== Text section ==
════════

# Compute Average Embeddings for CLIP and DINOv3

This notebook computes category average embeddings from individual CLIP and DINOv3 embeddings.

## Overview

This step:
1. Loads individual CLIP embeddings from files
2. Groups embeddings by category
3. Computes category average embeddings for CLIP
4. Loads individual DINOv3 embeddings from files
5. Groups embeddings by category
6. Computes category average embeddings for DINOv3
7. Saves the average embeddings for later RDM computation

## Prerequisites

Make sure you have the following packages installed:
- `numpy`
- `pandas`
- `tqdm`

## Setup and Imports

In [None]:
import numpy as np
import pandas as pd
from pathlib import Path
from collections import defaultdict
from tqdm import tqdm
import multiprocessing as mp
from concurrent.futures import ThreadPoolExecutor
import warnings
warnings.filterwarnings('ignore')

print("All imports successful!")

════════

== Information shown ==
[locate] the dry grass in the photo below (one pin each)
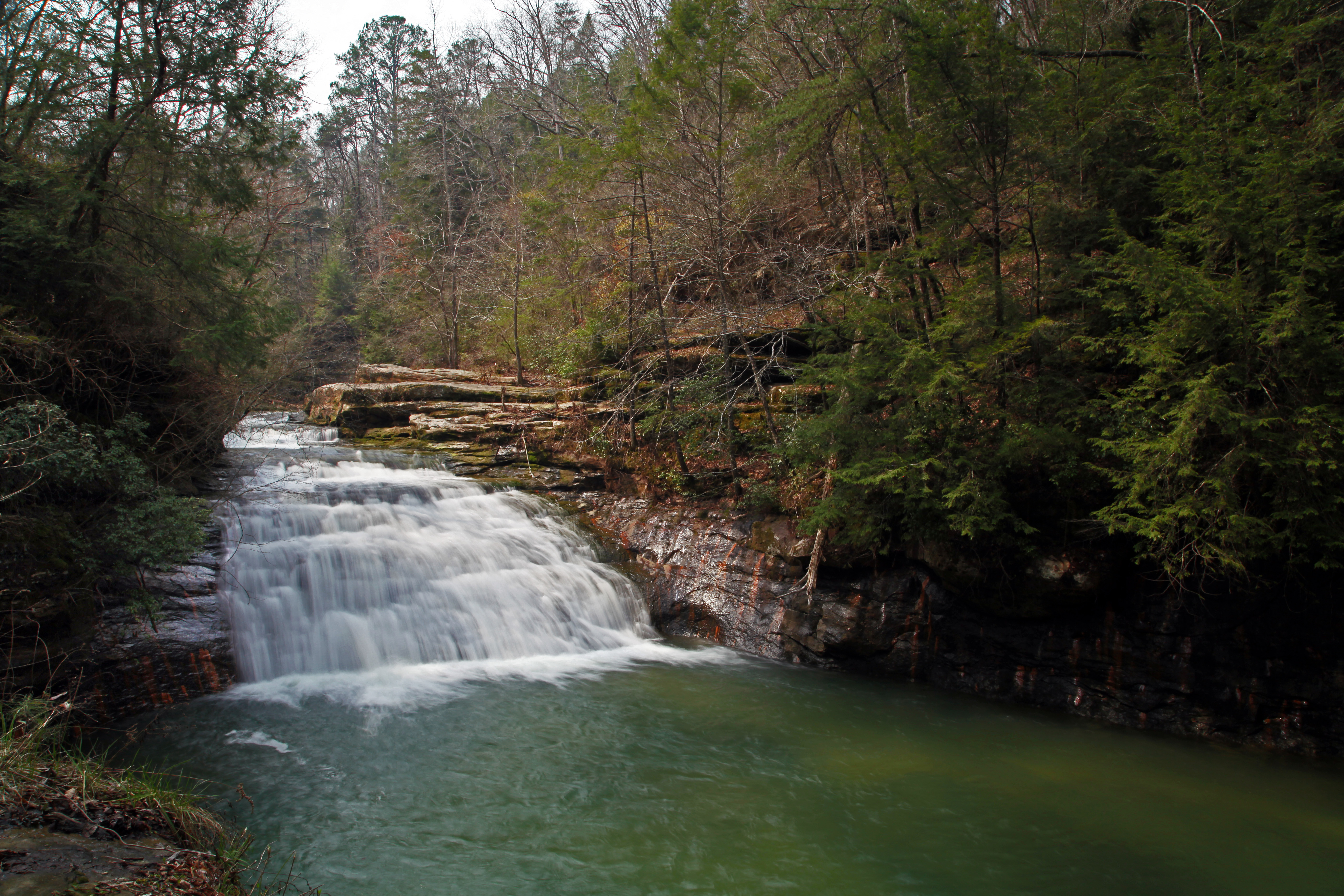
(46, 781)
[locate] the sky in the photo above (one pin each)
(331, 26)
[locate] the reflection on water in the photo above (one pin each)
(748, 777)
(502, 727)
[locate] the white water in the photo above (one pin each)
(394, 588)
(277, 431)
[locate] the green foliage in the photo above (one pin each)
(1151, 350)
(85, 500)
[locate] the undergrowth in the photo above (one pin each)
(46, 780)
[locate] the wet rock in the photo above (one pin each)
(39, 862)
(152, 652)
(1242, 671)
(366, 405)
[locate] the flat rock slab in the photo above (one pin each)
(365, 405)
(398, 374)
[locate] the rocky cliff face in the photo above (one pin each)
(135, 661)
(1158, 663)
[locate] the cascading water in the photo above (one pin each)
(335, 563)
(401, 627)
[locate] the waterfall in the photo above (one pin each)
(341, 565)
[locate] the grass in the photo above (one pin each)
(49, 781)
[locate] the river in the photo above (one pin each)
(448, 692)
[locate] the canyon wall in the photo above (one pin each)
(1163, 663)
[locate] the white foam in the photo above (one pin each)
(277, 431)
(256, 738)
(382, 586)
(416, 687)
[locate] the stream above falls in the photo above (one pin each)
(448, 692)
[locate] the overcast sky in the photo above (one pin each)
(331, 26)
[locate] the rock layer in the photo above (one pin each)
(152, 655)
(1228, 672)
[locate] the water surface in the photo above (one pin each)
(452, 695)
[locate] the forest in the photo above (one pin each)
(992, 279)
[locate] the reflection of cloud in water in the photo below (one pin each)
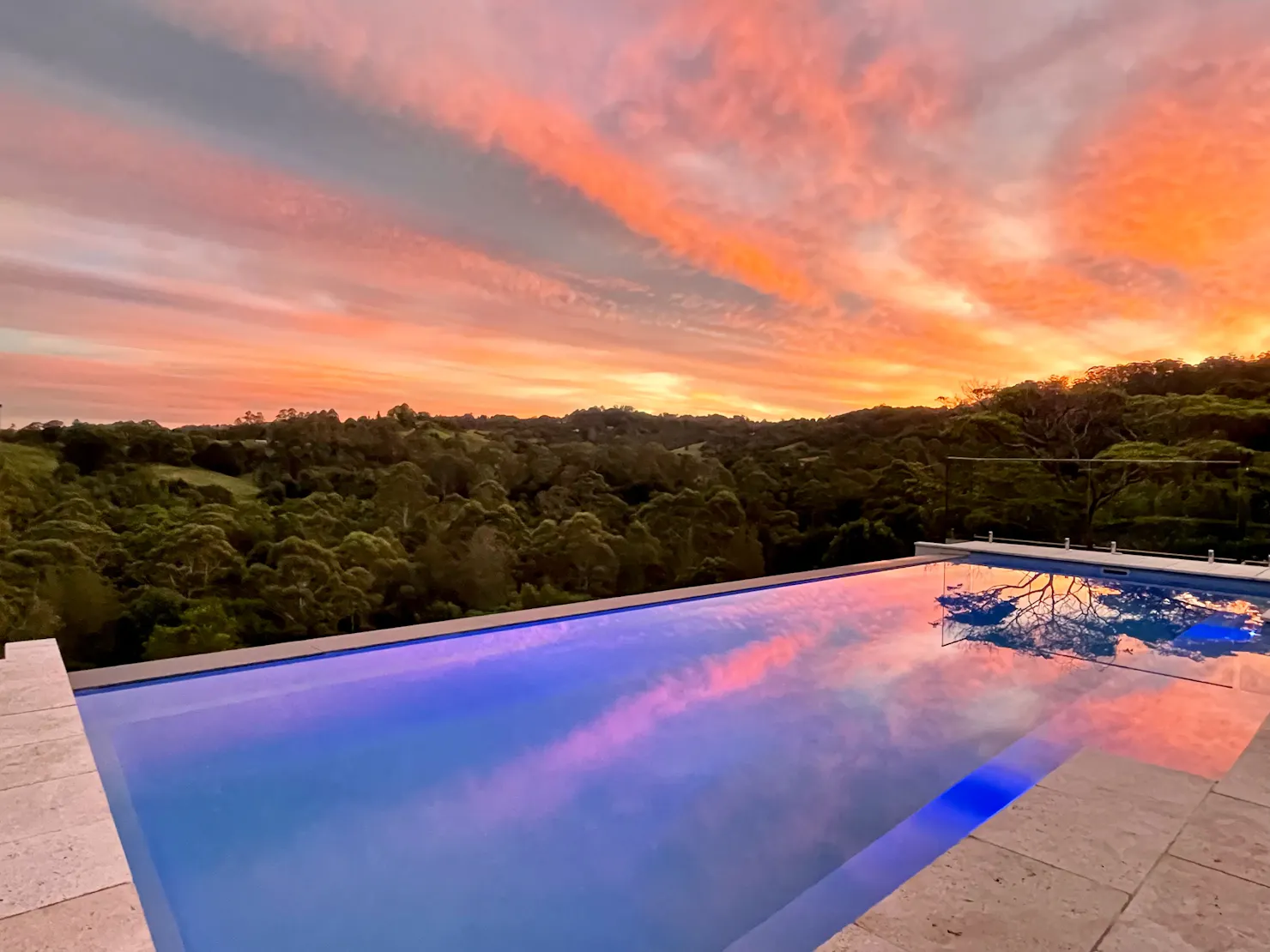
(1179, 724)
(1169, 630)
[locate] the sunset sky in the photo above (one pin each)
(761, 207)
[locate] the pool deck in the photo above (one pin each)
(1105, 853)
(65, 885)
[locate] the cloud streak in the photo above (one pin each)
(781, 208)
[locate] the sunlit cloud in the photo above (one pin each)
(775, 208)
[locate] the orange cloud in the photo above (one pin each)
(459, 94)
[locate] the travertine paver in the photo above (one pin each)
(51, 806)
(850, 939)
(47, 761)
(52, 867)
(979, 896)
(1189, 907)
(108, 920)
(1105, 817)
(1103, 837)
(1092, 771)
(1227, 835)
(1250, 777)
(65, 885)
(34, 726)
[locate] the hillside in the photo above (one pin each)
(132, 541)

════════

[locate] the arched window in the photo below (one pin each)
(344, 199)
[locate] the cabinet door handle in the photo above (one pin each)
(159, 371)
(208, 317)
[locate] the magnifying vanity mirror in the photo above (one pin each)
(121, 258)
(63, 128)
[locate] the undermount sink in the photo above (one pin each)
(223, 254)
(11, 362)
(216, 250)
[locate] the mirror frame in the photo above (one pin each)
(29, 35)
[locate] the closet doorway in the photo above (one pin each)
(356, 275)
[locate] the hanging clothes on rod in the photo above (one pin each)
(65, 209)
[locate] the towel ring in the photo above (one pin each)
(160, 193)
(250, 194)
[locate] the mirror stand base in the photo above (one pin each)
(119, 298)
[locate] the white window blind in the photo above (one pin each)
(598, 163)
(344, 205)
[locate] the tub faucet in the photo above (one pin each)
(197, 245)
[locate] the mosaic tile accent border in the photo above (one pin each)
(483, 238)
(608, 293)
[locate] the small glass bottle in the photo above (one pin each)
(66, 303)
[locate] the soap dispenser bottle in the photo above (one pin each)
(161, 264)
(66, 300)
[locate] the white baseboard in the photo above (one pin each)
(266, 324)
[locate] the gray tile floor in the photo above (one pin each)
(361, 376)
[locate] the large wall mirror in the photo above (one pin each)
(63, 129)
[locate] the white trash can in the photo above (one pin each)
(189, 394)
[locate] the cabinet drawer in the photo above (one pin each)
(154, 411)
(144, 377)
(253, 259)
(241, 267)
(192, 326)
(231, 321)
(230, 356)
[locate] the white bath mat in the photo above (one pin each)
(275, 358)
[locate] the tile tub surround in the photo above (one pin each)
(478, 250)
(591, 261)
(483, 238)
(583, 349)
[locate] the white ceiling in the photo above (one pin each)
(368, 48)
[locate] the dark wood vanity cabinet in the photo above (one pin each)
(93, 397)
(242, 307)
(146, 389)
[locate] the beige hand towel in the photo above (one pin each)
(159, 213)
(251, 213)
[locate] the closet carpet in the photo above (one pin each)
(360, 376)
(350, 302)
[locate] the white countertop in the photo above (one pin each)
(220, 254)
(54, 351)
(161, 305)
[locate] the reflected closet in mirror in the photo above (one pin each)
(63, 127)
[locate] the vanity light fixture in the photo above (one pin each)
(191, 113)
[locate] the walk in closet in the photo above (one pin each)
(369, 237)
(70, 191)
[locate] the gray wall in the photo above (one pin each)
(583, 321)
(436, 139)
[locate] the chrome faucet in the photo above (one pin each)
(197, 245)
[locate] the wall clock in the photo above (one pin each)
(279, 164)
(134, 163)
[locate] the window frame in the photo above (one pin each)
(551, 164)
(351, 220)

════════

== Given request ==
In the notebook on average CLIP and DINOv3 embeddings, why are the average embeddings saved in the final step?

== The completed task ==
The average embeddings are saved so they can be used later for RDM computation.